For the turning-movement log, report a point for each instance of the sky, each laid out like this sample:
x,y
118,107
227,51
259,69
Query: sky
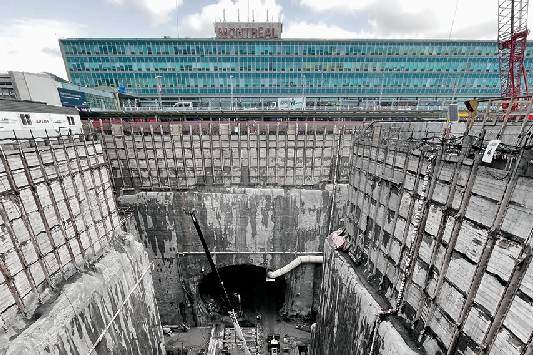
x,y
30,29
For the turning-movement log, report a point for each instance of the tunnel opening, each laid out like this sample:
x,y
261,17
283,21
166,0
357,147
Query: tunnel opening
x,y
248,290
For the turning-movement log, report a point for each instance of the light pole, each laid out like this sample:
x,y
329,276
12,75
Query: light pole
x,y
231,85
158,78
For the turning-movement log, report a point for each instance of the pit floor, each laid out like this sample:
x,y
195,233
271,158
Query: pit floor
x,y
196,340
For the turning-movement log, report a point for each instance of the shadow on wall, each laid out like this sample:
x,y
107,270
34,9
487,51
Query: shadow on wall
x,y
247,289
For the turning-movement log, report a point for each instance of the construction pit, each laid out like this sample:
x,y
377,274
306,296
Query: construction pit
x,y
329,238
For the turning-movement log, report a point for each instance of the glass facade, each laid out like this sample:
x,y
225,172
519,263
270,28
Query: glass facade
x,y
202,69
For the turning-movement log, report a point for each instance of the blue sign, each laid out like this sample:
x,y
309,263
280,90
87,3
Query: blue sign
x,y
72,98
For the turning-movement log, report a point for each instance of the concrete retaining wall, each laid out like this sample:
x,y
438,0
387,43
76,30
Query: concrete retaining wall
x,y
347,319
57,214
187,154
108,310
264,227
468,259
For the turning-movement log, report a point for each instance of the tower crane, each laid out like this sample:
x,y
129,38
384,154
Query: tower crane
x,y
512,42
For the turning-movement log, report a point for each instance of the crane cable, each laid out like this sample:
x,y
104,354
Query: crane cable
x,y
231,311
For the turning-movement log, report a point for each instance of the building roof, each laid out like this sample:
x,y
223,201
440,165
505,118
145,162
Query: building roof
x,y
171,39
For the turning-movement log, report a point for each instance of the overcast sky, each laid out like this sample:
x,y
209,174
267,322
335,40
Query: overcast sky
x,y
29,29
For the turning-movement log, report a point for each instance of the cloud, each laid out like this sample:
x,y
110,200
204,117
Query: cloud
x,y
158,10
475,19
32,45
200,24
304,29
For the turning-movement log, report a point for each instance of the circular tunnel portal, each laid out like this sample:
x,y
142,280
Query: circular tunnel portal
x,y
248,291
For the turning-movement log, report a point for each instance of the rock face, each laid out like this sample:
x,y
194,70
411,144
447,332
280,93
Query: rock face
x,y
110,309
347,318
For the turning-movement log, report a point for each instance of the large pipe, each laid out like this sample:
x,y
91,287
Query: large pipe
x,y
306,259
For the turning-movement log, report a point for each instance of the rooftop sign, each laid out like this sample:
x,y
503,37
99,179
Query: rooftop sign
x,y
247,30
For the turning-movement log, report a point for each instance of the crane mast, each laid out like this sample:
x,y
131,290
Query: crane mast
x,y
512,42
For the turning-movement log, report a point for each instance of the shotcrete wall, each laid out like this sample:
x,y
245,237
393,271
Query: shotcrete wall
x,y
267,227
441,236
108,310
349,309
70,280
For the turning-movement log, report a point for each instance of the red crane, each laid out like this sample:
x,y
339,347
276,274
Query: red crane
x,y
512,42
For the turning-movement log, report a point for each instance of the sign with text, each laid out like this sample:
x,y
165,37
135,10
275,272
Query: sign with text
x,y
248,30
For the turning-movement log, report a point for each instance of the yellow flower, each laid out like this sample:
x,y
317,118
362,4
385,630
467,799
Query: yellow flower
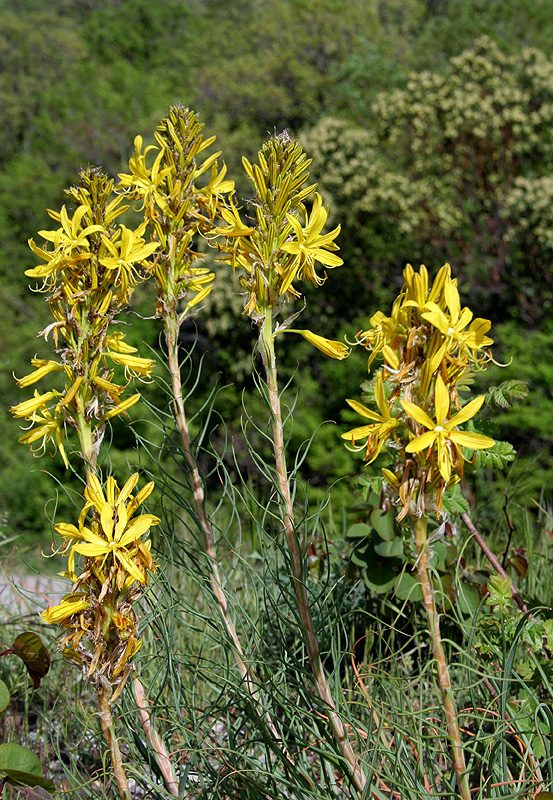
x,y
329,347
382,427
309,246
43,368
443,432
135,365
70,604
124,255
29,407
49,427
454,326
112,534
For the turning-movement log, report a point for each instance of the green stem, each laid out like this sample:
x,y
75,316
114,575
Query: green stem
x,y
448,700
172,328
108,730
88,451
266,347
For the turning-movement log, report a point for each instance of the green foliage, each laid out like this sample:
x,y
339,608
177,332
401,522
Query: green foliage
x,y
18,765
496,457
431,175
507,393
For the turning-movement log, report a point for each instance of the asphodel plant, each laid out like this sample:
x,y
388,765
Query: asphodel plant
x,y
181,190
280,246
89,268
427,350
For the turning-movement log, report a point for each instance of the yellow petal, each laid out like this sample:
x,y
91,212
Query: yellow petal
x,y
421,442
441,399
418,414
473,441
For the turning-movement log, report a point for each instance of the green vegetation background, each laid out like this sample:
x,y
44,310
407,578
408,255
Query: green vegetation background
x,y
431,143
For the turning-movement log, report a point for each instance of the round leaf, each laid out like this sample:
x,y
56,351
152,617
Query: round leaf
x,y
468,599
383,523
30,649
363,555
4,696
378,577
390,549
21,766
407,587
358,531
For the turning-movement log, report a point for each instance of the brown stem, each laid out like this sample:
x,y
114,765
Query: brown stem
x,y
172,328
162,757
106,721
448,700
312,646
494,561
89,457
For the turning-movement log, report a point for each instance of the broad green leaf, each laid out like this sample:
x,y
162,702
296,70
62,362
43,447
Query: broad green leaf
x,y
454,502
4,696
360,530
30,649
496,457
468,599
383,523
378,577
408,587
362,555
21,766
390,549
505,395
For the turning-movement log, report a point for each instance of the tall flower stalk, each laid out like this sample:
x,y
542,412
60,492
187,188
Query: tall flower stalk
x,y
429,347
179,207
90,267
282,244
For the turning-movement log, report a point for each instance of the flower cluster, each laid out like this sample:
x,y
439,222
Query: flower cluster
x,y
98,614
175,207
285,241
429,346
89,274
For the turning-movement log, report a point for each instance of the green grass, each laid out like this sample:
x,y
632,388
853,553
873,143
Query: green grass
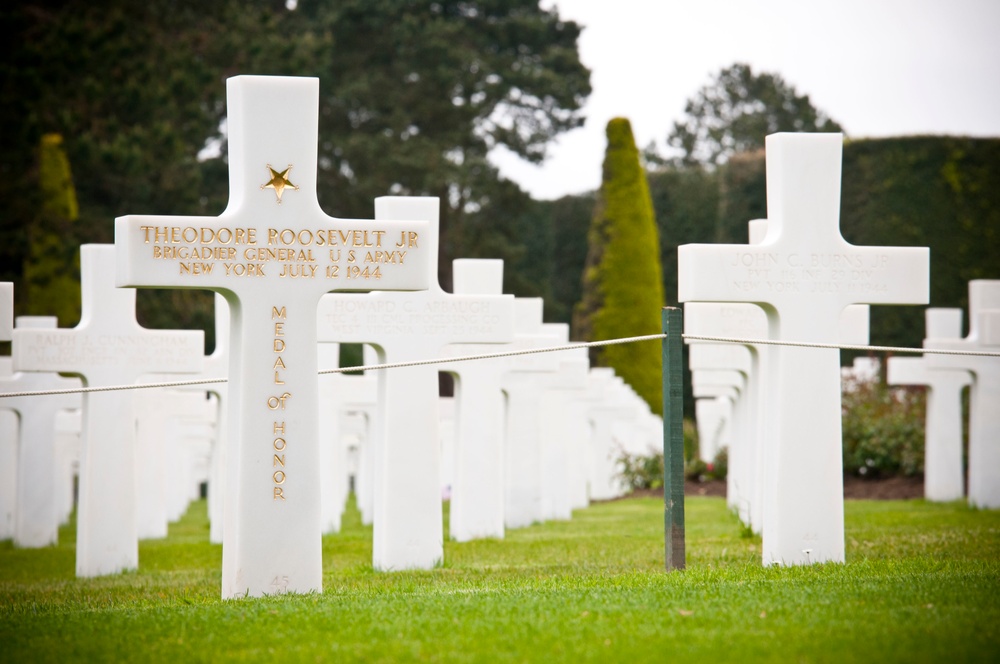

━━━━━━━━

■ Exercise task ■
Pick out every line of the data above that contains the string "leaf" and copy each one. Case counts.

■ Result of the task ■
For the turning-movement log, report a point for each instance of the round leaf, each laid out like this sample:
Query: round leaf
For the turning-movement log, report a point for each instance of the broad green leaf, each laid out like this sample:
Query: broad green leaf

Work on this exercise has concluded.